■ Direction A ■
In the text on CO2 electroreduction, why does the pressure difference across the GDE need to be well controlled? Answer in one to three sentences.

■ Extracted text ■
------------------------------------------------------------

Flow cell configurations for CO_2_ electroreduction to formate can operate under liquid-phase or gas-phase configurations. In the liquid-phase setup, a liquid catholyte is present between the GDE and the ion-exchange membrane, offering greater system stability but producing more diluted formate.? In contrast, in gas-phase operation, humidified CO_2_ is fed directly to the GDE in close contact with the membrane, eliminating the catholyte and enabling formate concentrations exceeding 300 g L^–1^ at lab scale.? However, this approach is more susceptible to salt precipitation in the GDE, which limits long-term operation. Thus, the choice between these configurations involves a trade-off between product concentration and operational robustness.
Scaling up CO_2_ electrolyzer systems introduces multiple engineering challenges in both design and operation. While laboratory-scale devices typically feature electrode areas of only cm^2^, industrially relevant prototypes require areas of at least 100 cm^2^ for meaningful performance validation under realistic conditions. However, this scale-up introduces engineering challenges often overlooked at smaller scales.? Key issues include the design and fabrication of large-area electrodes, uniform CO_2_ distribution across the electrode surface, and pressure management within the reactor. Ensuring uniform flow prevents mass transport limitations such as concentration gradients, dead zones, or high-velocity region. ?,?
Beyond flow uniformity, pressure balancing across the GDE becomes increasingly important as system scale increases. Although often neglected at lab scale, pressure gradients can significantly affect performance and stability. Fink et al.? illustrated potential failure scenarios: insufficient CO_2_ pressure relative to the liquid side can lead to GDE flooding, while excessive pressure can cause oversaturation, bubble formation, or carbonate losses.? Therefore, maintaining a well-controlled pressure differential is essential for stable and efficient operation.
Despite recent progress, several challenges still hinder the scale-up of CO_2_ electroreduction systems. These include low CO_2_ conversion efficiencies, HER competition, high energy requirements, mass transport limitations, and the lack of scalable and efficient reactor components and architectures.? Nevertheless, recent research shows encouraging advances toward overcoming these barriers.?

------------------------------------------------------------

■ Records ■
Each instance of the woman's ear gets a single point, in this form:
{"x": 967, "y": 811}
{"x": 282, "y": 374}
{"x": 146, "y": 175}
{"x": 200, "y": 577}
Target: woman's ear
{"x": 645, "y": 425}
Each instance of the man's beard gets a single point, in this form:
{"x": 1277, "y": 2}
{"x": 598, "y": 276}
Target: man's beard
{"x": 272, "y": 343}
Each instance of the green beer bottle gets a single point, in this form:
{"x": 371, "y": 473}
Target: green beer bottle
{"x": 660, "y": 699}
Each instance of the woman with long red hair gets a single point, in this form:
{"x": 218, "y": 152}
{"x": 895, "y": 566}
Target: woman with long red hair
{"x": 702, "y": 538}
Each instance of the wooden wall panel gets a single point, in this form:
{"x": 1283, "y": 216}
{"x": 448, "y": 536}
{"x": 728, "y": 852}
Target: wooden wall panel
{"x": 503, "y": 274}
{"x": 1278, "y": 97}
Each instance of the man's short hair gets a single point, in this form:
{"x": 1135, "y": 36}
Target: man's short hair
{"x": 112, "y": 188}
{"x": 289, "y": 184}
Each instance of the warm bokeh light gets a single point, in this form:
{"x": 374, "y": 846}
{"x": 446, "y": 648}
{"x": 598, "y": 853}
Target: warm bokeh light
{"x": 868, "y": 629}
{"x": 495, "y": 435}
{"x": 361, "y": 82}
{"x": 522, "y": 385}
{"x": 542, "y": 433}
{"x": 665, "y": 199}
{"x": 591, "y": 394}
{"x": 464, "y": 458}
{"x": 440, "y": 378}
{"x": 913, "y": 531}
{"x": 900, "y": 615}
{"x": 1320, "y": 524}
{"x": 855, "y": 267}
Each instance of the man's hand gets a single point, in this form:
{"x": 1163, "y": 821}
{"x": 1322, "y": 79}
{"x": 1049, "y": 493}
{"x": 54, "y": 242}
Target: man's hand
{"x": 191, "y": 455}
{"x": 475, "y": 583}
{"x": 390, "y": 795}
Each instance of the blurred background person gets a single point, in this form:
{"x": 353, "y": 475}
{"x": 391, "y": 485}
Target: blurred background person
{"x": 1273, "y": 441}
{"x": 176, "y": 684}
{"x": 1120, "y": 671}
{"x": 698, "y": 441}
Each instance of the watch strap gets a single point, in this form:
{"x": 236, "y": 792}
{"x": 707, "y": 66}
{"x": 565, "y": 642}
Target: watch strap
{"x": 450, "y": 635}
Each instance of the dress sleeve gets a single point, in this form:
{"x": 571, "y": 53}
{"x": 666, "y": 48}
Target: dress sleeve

------------------------------------------------------------

■ Direction B ■
Retype the lines of the listing from the line holding "Each instance of the watch" through the end of the listing, inclusive.

■ Reply A ■
A well-controlled pressure difference keeps operation stable and efficient. If CO2 pressure is too low relative to the liquid side, the GDE can flood. If it is too high, it can cause oversaturation, bubble formation, or carbonate losses.

■ Reply B ■
Each instance of the watch strap gets a single point, in this form:
{"x": 236, "y": 792}
{"x": 707, "y": 66}
{"x": 565, "y": 642}
Target: watch strap
{"x": 450, "y": 635}
Each instance of the dress sleeve gets a single point, in this form:
{"x": 571, "y": 53}
{"x": 666, "y": 48}
Target: dress sleeve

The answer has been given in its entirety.